The records are to be copied in their entirety, exactly as given.

[Opening Extracted information section]

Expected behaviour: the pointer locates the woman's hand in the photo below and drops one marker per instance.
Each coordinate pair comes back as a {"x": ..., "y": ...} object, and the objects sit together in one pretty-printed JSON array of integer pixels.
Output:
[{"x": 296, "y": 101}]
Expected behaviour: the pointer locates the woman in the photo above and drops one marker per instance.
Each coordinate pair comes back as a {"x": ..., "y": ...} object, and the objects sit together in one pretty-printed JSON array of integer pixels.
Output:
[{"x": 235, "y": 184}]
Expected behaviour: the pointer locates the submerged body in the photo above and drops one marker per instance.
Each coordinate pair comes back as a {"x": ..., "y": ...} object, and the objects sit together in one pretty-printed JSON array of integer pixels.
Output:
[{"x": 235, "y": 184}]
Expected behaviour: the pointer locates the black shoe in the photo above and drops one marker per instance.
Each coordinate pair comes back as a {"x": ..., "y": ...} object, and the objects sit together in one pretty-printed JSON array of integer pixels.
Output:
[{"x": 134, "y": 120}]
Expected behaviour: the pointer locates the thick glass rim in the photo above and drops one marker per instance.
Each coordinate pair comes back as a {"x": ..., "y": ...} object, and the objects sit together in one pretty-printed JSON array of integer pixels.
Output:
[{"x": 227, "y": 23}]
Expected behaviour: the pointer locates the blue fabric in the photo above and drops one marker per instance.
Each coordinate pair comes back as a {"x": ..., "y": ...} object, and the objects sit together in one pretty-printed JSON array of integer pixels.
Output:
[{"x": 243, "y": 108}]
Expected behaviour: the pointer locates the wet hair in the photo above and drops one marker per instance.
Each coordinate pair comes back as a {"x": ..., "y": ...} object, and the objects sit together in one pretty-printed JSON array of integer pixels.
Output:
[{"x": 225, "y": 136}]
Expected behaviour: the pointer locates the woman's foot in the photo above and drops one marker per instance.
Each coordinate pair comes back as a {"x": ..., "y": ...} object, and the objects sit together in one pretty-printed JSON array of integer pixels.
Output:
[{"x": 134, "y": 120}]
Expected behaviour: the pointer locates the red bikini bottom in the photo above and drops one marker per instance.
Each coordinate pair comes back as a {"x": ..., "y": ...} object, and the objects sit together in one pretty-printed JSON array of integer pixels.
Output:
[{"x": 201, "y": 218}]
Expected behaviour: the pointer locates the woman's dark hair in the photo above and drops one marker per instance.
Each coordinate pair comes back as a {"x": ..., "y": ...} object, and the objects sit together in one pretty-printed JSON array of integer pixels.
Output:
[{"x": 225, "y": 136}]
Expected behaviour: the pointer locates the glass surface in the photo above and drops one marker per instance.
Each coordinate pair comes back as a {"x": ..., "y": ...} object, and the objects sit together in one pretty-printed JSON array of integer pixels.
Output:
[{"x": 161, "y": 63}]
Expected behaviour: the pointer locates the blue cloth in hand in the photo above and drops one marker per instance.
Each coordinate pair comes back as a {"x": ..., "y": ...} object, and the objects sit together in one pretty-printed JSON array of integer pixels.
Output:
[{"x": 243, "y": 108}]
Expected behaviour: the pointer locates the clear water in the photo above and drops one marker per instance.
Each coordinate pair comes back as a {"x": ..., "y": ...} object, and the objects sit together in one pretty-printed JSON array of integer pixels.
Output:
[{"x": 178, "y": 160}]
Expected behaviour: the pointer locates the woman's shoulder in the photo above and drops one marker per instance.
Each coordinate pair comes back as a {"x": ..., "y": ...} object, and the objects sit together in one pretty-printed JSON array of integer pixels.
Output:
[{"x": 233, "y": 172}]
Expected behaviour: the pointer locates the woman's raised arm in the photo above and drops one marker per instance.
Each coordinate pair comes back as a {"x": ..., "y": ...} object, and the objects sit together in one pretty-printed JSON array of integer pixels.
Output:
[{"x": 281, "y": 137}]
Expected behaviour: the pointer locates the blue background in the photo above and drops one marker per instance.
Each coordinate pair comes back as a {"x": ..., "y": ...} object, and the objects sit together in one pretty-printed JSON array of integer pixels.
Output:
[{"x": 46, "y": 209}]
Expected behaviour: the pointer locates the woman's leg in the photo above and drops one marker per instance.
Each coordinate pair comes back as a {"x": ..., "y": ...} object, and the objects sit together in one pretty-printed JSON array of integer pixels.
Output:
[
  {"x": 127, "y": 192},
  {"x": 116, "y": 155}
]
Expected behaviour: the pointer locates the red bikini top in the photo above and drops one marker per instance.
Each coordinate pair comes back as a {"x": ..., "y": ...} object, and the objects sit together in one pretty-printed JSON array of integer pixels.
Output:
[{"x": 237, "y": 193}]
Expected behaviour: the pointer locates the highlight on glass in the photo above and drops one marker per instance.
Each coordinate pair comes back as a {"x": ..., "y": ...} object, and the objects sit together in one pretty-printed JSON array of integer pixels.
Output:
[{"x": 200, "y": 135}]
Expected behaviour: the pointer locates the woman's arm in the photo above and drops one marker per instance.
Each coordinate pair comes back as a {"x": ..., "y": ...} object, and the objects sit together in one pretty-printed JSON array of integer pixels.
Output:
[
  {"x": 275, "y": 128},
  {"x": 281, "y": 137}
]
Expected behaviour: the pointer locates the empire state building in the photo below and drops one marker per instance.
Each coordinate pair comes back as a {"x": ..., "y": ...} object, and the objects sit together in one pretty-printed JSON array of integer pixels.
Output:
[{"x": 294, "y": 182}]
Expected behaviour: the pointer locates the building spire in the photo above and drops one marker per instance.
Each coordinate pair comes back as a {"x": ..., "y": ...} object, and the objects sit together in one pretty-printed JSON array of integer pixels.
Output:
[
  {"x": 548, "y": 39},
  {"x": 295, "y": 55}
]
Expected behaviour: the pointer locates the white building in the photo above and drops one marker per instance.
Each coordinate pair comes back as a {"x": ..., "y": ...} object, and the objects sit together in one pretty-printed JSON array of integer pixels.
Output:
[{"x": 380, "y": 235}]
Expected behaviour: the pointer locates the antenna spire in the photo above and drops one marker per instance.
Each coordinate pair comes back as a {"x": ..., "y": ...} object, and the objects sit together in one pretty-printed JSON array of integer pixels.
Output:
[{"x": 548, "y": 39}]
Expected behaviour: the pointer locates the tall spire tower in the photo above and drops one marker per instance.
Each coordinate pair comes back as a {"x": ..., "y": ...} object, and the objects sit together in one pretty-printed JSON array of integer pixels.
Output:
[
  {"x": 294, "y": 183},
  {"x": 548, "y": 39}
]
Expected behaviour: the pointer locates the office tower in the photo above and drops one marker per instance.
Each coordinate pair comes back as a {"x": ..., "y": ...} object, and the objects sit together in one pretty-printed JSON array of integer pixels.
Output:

[Closing Extracted information section]

• _Result below_
Expected behaviour: the pointer locates the woman's hand in the photo below and drops one marker per instance.
Each coordinate pair comes back as a {"x": ..., "y": ...} object, and the objects sit together in one pretty-printed JSON array of integer pixels.
Output:
[{"x": 296, "y": 101}]
Expected behaviour: the pointer locates the woman in the photo above and drops one marker per instance.
Each coordinate pair comes back as a {"x": ..., "y": ...} object, and the objects sit together in one pretty-printed JSON array of integer pixels.
Output:
[{"x": 235, "y": 184}]
Expected behaviour: the pointer locates the submerged body in the photo above and drops one marker per instance.
Each coordinate pair comes back as a {"x": ..., "y": ...} object, and the objects sit together in one pretty-printed JSON array of integer pixels.
Output:
[{"x": 235, "y": 184}]
Expected behaviour: the pointer locates the black shoe in the photo above and drops one marker per instance.
Each coordinate pair comes back as a {"x": ..., "y": ...} object, and the objects sit together in one pretty-printed JSON array of integer pixels.
Output:
[{"x": 134, "y": 120}]
Expected behaviour: the pointer locates the thick glass rim in the photo above and drops one marker per instance.
Each coordinate pair comes back as a {"x": ..., "y": ...} object, and the objects sit together in one pretty-printed JSON array of integer pixels.
Output:
[{"x": 227, "y": 23}]
Expected behaviour: the pointer locates the blue fabric in the photo above and drops one marker per instance.
Each coordinate pair comes back as a {"x": ..., "y": ...} object, and the objects sit together in one pretty-printed JSON array of integer pixels.
Output:
[{"x": 243, "y": 108}]
Expected behaviour: the pointer locates the wet hair in the photo above and drops one marker per instance.
Each coordinate pair comes back as a {"x": ..., "y": ...} object, and the objects sit together in one pretty-printed JSON array of integer pixels.
Output:
[{"x": 225, "y": 136}]
Expected behaviour: the pointer locates the woman's foot in the photo above and drops one marker per instance.
Each coordinate pair comes back as a {"x": ..., "y": ...} object, and the objects sit together in one pretty-printed JSON array of integer pixels.
Output:
[{"x": 134, "y": 120}]
Expected behaviour: the pointer locates the red bikini bottom in the photo above and drops one marker per instance.
Each coordinate pair comes back as a {"x": ..., "y": ...} object, and the objects sit together in one pretty-printed JSON array of integer pixels.
Output:
[{"x": 201, "y": 218}]
Expected behaviour: the pointer locates the woman's dark hair in the photo above and drops one marker per instance.
Each coordinate pair comes back as a {"x": ..., "y": ...} object, and the objects sit together in one pretty-printed JSON array of integer pixels.
Output:
[{"x": 225, "y": 136}]
Expected behaviour: the pointer locates the glass surface in the photo above and drops one marker per instance.
Each coordinate pair comes back as a {"x": ..., "y": ...} object, and the objects sit together in one pretty-printed JSON array of integer pixels.
Output:
[{"x": 161, "y": 63}]
Expected behaviour: the pointer locates the blue cloth in hand in the photo above and drops one marker per instance.
Each coordinate pair comes back as a {"x": ..., "y": ...} object, and the objects sit together in one pretty-printed JSON array of integer pixels.
Output:
[{"x": 243, "y": 108}]
Expected behaviour: the pointer locates the clear water in the photo above and drops one marker per instance.
Each coordinate pair comes back as a {"x": ..., "y": ...} object, and the objects sit together in one pretty-printed JSON array of integer pixels.
Output:
[{"x": 178, "y": 160}]
Expected behaviour: the pointer locates the woman's shoulder in the photo above and drops one marker per instance.
Each coordinate pair comes back as a {"x": ..., "y": ...} object, and the objects sit together in one pretty-printed JSON array of integer pixels.
Output:
[{"x": 233, "y": 172}]
Expected behaviour: the pointer locates the woman's raised arm in the photo above and drops one marker per instance.
Each coordinate pair comes back as a {"x": ..., "y": ...} object, and the objects sit together in one pretty-printed JSON array of integer pixels.
Output:
[{"x": 281, "y": 137}]
Expected behaviour: the pointer locates the blue background in the photo above and drops one marker per instance.
Each coordinate pair comes back as a {"x": ..., "y": ...} object, and the objects sit together in one pretty-printed JSON array of integer pixels.
Output:
[{"x": 46, "y": 209}]
Expected behaviour: the pointer locates the woman's leg in the photo above and drops one marker per instance.
Each coordinate pair comes back as a {"x": ..., "y": ...} object, and the objects sit together in one pretty-printed JSON array of integer pixels.
Output:
[
  {"x": 127, "y": 192},
  {"x": 116, "y": 155}
]
Expected behaviour: the pointer locates the red bikini top in the photo above and drops one marker per instance.
Each coordinate pair comes back as a {"x": ..., "y": ...} object, and the objects sit together in one pretty-printed JSON array of integer pixels.
Output:
[{"x": 237, "y": 193}]
Expected behaviour: the pointer locates the highlight on glass in the photo above and drops one marker per instance.
Each coordinate pair comes back as a {"x": ..., "y": ...} object, and the objects sit together in one pretty-printed JSON array of integer pixels.
Output:
[{"x": 200, "y": 135}]
Expected behaviour: the pointer locates the woman's arm in the photo above and drops one marker per instance.
Each coordinate pair comes back as a {"x": ..., "y": ...} object, and the objects sit together in one pretty-printed JSON array of integer pixels.
Output:
[
  {"x": 275, "y": 128},
  {"x": 281, "y": 137}
]
Expected behaviour: the pointer locates the empire state building in the photo below and drops one marker per instance.
Each coordinate pair comes back as a {"x": ..., "y": ...} object, and the objects sit together in one pretty-printed JSON array of integer pixels.
Output:
[{"x": 294, "y": 182}]
Expected behaviour: the pointer locates the building spire in the photo above and drops one marker per instance.
Each coordinate pair comes back as a {"x": ..., "y": ...} object, and the objects sit together in one pretty-printed JSON array of integer pixels.
Output:
[
  {"x": 548, "y": 39},
  {"x": 295, "y": 55}
]
Expected behaviour: the pointer locates the white building in the photo above and drops one marker per instance.
Each coordinate pair comes back as a {"x": ..., "y": ...} object, and the objects sit together in one pretty-printed JSON array of integer pixels.
Output:
[{"x": 380, "y": 235}]
Expected behaviour: the pointer locates the antenna spire in the photo above and drops one marker per instance.
Each coordinate pair comes back as a {"x": ..., "y": ...} object, and the objects sit together in one pretty-printed JSON array of integer pixels.
Output:
[{"x": 548, "y": 39}]
Expected behaviour: the pointer locates the tall spire tower in the photo above and drops one marker per instance.
Each coordinate pair comes back as a {"x": ..., "y": ...} object, and the objects sit together in one pretty-printed JSON array of integer pixels.
Output:
[
  {"x": 294, "y": 183},
  {"x": 548, "y": 39}
]
Expected behaviour: the pointer locates the office tower in the photo above and drops one marker per instance.
Each coordinate pair comes back as a {"x": ..., "y": ...} object, and the objects sit together in one pretty-printed JSON array of integer pixels.
Output:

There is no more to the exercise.